WORK TO COMPLETE -
All entries should be output exactly as they stand.
= = =
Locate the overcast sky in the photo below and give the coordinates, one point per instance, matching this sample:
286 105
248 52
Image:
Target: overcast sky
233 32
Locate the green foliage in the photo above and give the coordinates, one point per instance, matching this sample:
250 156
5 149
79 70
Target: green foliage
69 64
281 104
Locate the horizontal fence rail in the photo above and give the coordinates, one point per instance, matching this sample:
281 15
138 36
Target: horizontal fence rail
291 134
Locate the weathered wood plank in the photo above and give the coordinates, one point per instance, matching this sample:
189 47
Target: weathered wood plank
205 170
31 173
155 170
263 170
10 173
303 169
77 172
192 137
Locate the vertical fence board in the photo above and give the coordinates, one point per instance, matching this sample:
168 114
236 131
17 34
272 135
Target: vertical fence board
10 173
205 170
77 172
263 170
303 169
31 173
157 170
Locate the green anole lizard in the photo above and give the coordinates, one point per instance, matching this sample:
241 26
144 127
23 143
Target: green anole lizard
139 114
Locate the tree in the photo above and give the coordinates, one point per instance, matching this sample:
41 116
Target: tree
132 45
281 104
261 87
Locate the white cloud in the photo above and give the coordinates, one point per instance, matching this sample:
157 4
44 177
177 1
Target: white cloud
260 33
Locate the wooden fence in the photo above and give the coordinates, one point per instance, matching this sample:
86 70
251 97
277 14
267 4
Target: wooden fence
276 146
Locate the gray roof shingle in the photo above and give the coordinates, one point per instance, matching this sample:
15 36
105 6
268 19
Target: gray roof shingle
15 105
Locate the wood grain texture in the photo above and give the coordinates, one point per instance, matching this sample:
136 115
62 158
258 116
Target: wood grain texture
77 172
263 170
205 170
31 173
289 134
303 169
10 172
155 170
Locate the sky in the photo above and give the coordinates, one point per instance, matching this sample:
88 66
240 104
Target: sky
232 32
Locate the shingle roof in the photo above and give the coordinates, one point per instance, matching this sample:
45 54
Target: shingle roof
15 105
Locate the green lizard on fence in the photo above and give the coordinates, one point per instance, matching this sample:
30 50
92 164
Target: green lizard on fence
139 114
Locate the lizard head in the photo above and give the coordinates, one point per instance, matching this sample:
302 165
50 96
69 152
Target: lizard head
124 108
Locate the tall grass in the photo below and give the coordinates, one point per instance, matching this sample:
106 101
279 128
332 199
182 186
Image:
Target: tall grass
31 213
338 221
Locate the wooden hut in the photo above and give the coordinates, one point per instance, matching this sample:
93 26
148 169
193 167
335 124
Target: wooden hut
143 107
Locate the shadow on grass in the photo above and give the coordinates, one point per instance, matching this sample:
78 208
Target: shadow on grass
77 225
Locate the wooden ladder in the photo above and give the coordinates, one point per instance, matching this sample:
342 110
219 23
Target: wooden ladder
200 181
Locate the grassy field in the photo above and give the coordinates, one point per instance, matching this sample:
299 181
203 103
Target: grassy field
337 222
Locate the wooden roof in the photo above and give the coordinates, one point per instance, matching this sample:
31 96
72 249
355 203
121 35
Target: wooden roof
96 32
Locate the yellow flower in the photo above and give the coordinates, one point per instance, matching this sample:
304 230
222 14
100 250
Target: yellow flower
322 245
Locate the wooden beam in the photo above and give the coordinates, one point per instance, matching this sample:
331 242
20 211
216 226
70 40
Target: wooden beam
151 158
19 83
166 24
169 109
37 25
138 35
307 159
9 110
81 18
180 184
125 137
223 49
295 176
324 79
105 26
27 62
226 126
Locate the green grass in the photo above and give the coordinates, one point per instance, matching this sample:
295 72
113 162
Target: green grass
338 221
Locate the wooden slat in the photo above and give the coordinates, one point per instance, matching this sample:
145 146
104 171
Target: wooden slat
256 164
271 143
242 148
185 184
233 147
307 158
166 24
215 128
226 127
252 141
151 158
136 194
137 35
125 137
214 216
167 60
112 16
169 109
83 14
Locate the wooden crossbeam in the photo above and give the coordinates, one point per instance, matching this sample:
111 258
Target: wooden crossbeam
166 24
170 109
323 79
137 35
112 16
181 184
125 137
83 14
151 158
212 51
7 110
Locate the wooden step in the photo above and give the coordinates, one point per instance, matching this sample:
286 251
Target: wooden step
= = =
REPLY -
Locate the overcast sky in the photo below and give the coordinates, one point per instance, matching this sample:
286 105
248 52
Image:
Target: overcast sky
233 32
Locate the green foliage in the photo above and give the coordinates, one point per instance, matching this sample:
250 156
5 149
79 70
Target: green foliage
69 64
281 104
Locate the horizontal fence rail in the photo above and give the coordinates, one point per instance, matching this sample:
281 15
138 36
Target: horizontal fence rail
291 134
Locate the weathered wood plank in the photo above and give the coordinates, one point per instance, matching this sample:
189 47
Target: weathered wood plank
205 170
31 173
155 170
263 170
10 173
303 169
77 172
192 137
Locate the vertical fence board in the photo above and give the coordinates, one point per instance, matching this sample:
168 114
236 131
17 34
272 135
Target: vertical fence board
10 173
205 170
77 172
263 170
303 169
31 173
157 170
Locate the green anole lizard in the photo above and give the coordinates, one point per instance, matching this sample:
241 26
144 127
23 143
Target: green anole lizard
139 114
Locate the tree in the photo above and give the coordinates, one point per instance, matching this sample:
41 116
Target: tree
132 45
281 104
261 87
Locate the white cloud in the photo above and give the coordinates, one point per instance, matching this sample:
157 4
44 177
177 1
Target: white cloud
260 33
Locate the wooden fence in the photo above and give the coordinates, one point per instance, matching this sample:
86 70
251 97
277 14
267 4
Target: wooden fence
276 146
Locate the gray roof shingle in the photo above and give the coordinates, one point per instance, matching this sample:
15 36
105 6
268 19
Target: gray roof shingle
15 105
Locate the wood grain texture in the photo above and give the coordinates, one point per instance, matching this sample:
136 115
62 158
258 116
Target: wood grain texture
77 172
263 170
205 170
31 173
289 134
303 169
10 172
155 170
Locate the sky in the photo above and give the coordinates, one point per instance, matching this sample:
88 66
240 104
Target: sky
232 32
Locate the shingle roof in the photo above and give the coordinates, one point per instance, matching this sample:
45 54
Target: shingle roof
15 105
Locate the green lizard on fence in the photo above and give the coordinates, one point per instance, matching this sample:
30 50
92 164
Target: green lizard on fence
139 114
Locate the lizard head in the photo above and give the coordinates, one point per instance, matching this sample:
302 165
50 96
69 152
Target: lizard head
124 108
Locate the tall grass in the photo below and give the coordinates, one point per instance, matching this sample:
106 101
279 128
332 199
182 186
Image:
Target: tall grass
31 213
338 221
Locate the wooden hut in the photo above and give the coordinates, one point per instance, matching this sample:
93 26
148 169
193 167
335 124
Target: wooden hut
143 107
Locate the shadow on grass in the photo above and give the coordinates, one point per instance, matching this sample:
78 208
Target: shadow on grass
77 225
Locate the wooden ladder in the photo above and give the coordinates, one point per instance, matching this sample:
342 110
219 23
Target: wooden ladder
200 181
Locate the grassy field in the photo above and give the coordinates, one point per instance, matching this sample:
299 181
203 103
Target: grassy field
337 222
Locate the wooden roof in the photo above and give the coordinates, one point per instance, matching this sample:
31 96
72 249
355 203
121 35
Target: wooden roof
96 32
Locate the yellow flower in the photo above and give the coordinates, one point per instance, matching this sample:
304 230
222 14
100 250
Target: yellow flower
322 245
Locate the wooden beam in the photo above and give the coordinates, one point per instance, matching this sample:
331 242
20 211
216 226
70 40
Target: wooden beam
151 158
19 83
166 24
169 109
37 25
138 35
307 159
9 110
81 18
180 184
125 137
223 49
295 176
324 79
105 26
27 62
226 126
Locate the green grass in the photo above and give the coordinates, one point per instance, matching this sample:
295 72
113 162
Target: green grass
338 221
Locate the wooden slat in the photo above and give the coordinates, one point per instance, matching this sample:
145 146
104 171
Target: wooden slat
256 164
271 143
242 148
185 184
233 147
307 158
166 24
215 128
226 127
252 141
151 158
136 194
137 35
125 137
214 216
167 60
112 16
169 109
83 14
Locate the wooden crossbeam in the photo above and give the coordinates, one point per instance, matching this sample:
111 258
Target: wooden crossbeam
166 24
170 109
323 79
137 35
112 16
181 184
125 137
83 14
151 158
212 51
7 110
Locate the wooden step in the photo above and give the coordinates, one point per instance, matching this sample:
286 251
Target: wooden step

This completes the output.